# WORK REQUIRED
Return the records verbatim.

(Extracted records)
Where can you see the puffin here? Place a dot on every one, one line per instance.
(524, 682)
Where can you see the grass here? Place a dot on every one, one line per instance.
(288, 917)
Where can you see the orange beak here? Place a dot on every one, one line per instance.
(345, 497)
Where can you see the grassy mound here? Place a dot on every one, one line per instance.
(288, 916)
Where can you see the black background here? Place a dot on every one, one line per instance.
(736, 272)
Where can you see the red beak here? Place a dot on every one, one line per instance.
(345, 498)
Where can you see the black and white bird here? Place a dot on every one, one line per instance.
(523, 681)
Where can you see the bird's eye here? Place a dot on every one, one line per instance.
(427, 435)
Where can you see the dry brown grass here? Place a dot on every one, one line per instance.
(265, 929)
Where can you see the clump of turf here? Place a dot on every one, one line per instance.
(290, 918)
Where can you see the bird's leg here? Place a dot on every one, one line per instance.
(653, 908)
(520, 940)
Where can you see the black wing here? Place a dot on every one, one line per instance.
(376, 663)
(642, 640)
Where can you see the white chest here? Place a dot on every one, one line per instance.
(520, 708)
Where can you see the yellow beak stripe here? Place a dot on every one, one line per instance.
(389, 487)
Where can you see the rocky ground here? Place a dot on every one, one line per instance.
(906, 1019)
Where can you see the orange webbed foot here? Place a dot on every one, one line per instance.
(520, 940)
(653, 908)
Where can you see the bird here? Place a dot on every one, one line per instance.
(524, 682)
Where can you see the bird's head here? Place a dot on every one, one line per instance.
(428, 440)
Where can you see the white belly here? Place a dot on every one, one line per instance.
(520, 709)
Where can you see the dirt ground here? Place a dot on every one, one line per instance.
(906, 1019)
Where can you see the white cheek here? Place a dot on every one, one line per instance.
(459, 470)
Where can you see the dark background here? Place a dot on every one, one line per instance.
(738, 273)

# OUTPUT OF THE TASK
Where can you see the puffin here? Place a dot on every one, one line per instance.
(524, 682)
Where can you see the grass here? Place a dot on every one, one line per instance.
(288, 917)
Where can you see the orange beak here? Place a dot on every one, one line per instance.
(345, 497)
Where can you see the grassy mound here? Place a dot on every one, one line per instance.
(288, 916)
Where can you see the black background here? Place a dot on every one, one line per instance.
(736, 272)
Where can you see the red beak here? Place a dot on every one, one line per instance.
(345, 498)
Where can you see the black and white bird here? Place a dot on every one, one line per instance.
(523, 681)
Where can you see the bird's eye here? Place a dot on every one, one line per instance.
(427, 435)
Where can you see the dry brown grass here? Place a dot on every one, one line per instance.
(265, 929)
Where can you see the clump of turf here? Place a dot on every one, one line per instance.
(290, 918)
Where can you see the bird's leg here? Place a dot on every one, one line per instance.
(653, 908)
(520, 940)
Where can you see the black wing here? Place a dot on every one, one line per instance.
(376, 663)
(642, 640)
Where can you see the white chest here? Place a dot on every one, one line per instance.
(520, 708)
Where can you see the yellow beak stripe here? Place a dot on every one, one line per instance.
(389, 487)
Where can you see the rocky ground here? Place a dot on every one, one line per instance.
(906, 1019)
Where can you see the orange webbed foot here? Place a dot on every one, one line per instance.
(520, 940)
(653, 908)
Where can you see the bird here? Place a dot on every one, one line per instance.
(524, 682)
Where can you see the bird's head here? Place a dot on every one, one line per instance.
(428, 440)
Where can you see the white belly here? Place a dot on every one, one line per instance.
(520, 709)
Where can you see the dirt ground here? Place a dot on every one, one line per instance.
(906, 1019)
Where can you see the white cheek here? Place a dot on every one, one line per instance.
(459, 470)
Where can you see the dark background here? Place a dot on every one, one line per instance.
(738, 273)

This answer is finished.